◆ Task instructions: Take the data below and repeat it exactly.

[Saved data entries]

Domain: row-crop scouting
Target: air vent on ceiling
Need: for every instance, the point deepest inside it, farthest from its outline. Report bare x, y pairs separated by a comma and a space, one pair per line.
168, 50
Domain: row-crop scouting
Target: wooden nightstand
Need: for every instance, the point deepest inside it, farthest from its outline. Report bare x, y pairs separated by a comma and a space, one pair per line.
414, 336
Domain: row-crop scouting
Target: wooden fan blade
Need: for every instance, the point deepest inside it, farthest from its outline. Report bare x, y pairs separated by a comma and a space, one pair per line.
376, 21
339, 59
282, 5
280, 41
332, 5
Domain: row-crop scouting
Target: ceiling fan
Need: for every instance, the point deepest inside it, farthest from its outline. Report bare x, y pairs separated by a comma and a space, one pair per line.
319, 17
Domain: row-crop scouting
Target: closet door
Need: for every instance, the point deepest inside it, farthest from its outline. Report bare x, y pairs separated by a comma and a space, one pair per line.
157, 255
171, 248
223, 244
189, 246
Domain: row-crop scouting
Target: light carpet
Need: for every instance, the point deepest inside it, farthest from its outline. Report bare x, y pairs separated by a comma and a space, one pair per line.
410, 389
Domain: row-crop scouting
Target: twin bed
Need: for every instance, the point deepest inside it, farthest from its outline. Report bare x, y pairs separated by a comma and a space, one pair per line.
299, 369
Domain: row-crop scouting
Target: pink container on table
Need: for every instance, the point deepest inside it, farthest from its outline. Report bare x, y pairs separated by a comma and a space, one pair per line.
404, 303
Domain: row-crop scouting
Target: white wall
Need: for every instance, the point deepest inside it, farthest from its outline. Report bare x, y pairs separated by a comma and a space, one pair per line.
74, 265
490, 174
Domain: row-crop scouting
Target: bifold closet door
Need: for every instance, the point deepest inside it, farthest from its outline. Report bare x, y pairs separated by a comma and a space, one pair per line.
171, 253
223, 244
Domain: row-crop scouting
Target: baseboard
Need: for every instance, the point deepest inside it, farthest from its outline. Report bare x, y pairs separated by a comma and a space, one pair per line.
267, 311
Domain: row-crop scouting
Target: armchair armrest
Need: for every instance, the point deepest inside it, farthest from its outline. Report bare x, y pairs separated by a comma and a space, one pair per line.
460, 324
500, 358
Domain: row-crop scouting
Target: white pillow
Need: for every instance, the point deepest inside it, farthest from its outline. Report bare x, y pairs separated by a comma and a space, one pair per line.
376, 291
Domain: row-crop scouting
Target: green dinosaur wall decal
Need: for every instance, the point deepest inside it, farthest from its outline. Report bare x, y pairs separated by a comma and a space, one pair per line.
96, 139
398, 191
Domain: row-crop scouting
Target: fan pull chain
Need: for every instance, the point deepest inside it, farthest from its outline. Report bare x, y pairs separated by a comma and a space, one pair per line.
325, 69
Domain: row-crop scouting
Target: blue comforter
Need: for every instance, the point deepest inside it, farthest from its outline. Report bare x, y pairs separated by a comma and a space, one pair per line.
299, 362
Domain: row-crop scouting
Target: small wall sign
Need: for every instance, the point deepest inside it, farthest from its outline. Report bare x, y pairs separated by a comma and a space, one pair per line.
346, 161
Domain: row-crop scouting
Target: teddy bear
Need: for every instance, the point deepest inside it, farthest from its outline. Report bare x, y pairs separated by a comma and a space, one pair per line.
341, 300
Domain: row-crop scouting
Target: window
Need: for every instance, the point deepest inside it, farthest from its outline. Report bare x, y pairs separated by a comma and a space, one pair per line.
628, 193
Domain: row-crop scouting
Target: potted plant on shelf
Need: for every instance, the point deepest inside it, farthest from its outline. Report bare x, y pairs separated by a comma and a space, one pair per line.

◆ Exercise response:
Domain: row-crop scouting
Target: air vent on ceiling
Need: for every instance, the point deepest inside it, farthest from its outline. Report bare x, y pairs separated by a comma and a space, one pair per line.
168, 50
Domain: row-crop scouting
Target: wooden nightstand
Need: for every instance, the point deepest inside it, farthest from its outline. Report bare x, y pairs separated by a comma and a space, one pair per line.
414, 336
Domain: row-crop scouting
Target: wooden fan blade
Need: for every instance, the point deepest inside it, farthest from its outline. Report bare x, y pairs separated by a comma and a space, one pair per line.
376, 21
339, 59
282, 5
280, 41
332, 5
Domain: row-crop scouting
Target: ceiling fan
Need: for every instance, the point deepest inside it, farthest from its outline. Report bare x, y pairs separated by a comma and a space, one pair per line.
319, 17
Domain: row-crop scouting
Target: closet door
Need: for every instance, the point deepest inside it, farthest from its outline. Report bare x, y pairs separated by a comma and a space, one pair per line.
157, 255
171, 248
223, 244
189, 246
Domain: row-crop scouting
Target: light carpet
Need: for every instance, the point deepest inside it, farthest from its outline. Report bare x, y pairs separated by a comma and a space, one pair per line.
410, 389
Domain: row-crop scouting
Target: twin bed
Need: for every instance, the point deepest inside it, farthest from its outline. Report bare x, y pairs separated by a comma and a space, one pair per line.
299, 369
Domain: row-crop scouting
Target: pink container on table
Need: for every instance, the point deepest inside it, farthest from its outline. Report bare x, y pairs separated by a comma and a space, one pair per line.
404, 303
Domain: row-crop scouting
Target: white wall
Need: for every instance, the point deepest inside it, farthest from its outline. Report bare x, y pairs separated by a comma and a space, one pair per line.
74, 265
490, 174
Domain: row-crop scouting
Target: bifold closet door
Need: for every instance, the point deepest inside it, farthest from its outline. Report bare x, y pairs separated by a comma and a space, one pair per line.
171, 253
223, 244
Domain: row-crop scouting
Target: baseboard
Need: for every instance, the point deepest inside it, farthest from its outline. Report bare x, y pairs separated by a comma and a space, one pair per line.
267, 311
Domain: row-crop scouting
Target: armchair armrest
Need: for every instance, the point deepest inside it, farthest from its outline. Report bare x, y pairs separated by a comma and a space, one pair per line.
460, 324
500, 358
Domain: row-crop scouting
Target: white pillow
Need: for every instance, the point deepest inside it, farthest from its outline. Report bare x, y pairs separated by a comma and a space, one pair per line.
376, 291
Domain: row-crop scouting
Target: green dinosaur wall decal
Need: for every instance, the point deepest inside it, farthest from its outline. Report bare x, y pairs separated by a comma and a space, one pair per line.
96, 139
398, 191
Domain: row-crop scouting
Target: fan pull chain
Need: for every instance, the point deepest inside it, farthest from its outline. Report bare x, y pairs separated by a comma and a space, one pair per line.
325, 69
Domain: row-crop scouting
Target: blue comforter
Need: for every instance, the point deepest inside it, farthest from its outline. Report bare x, y pairs separated by a comma and a space, one pair per line.
299, 362
Domain: row-crop scouting
Target: small wall sign
Need: for every instance, the point deepest inside it, farthest from its outline. Report bare x, y pairs separated by a comma and a space, one pair per line.
346, 161
Domain: row-crop scouting
Target: teddy bear
Need: for every instance, the point deepest inside it, farthest from its outline. Report bare x, y pairs separated by a comma and a space, one pair per line.
341, 300
Domain: row-crop scouting
Target: window
Need: for every instance, the point deepest inside it, farthest from its outline. Report bare x, y pairs separated by a comma and a space, one pair per line.
628, 193
Domain: row-crop scouting
Target: potted plant on shelf
Need: for every instance, the point deepest inside it, farthest from its outline. Report bare x, y pairs separated by a comma and a space, one pair per line.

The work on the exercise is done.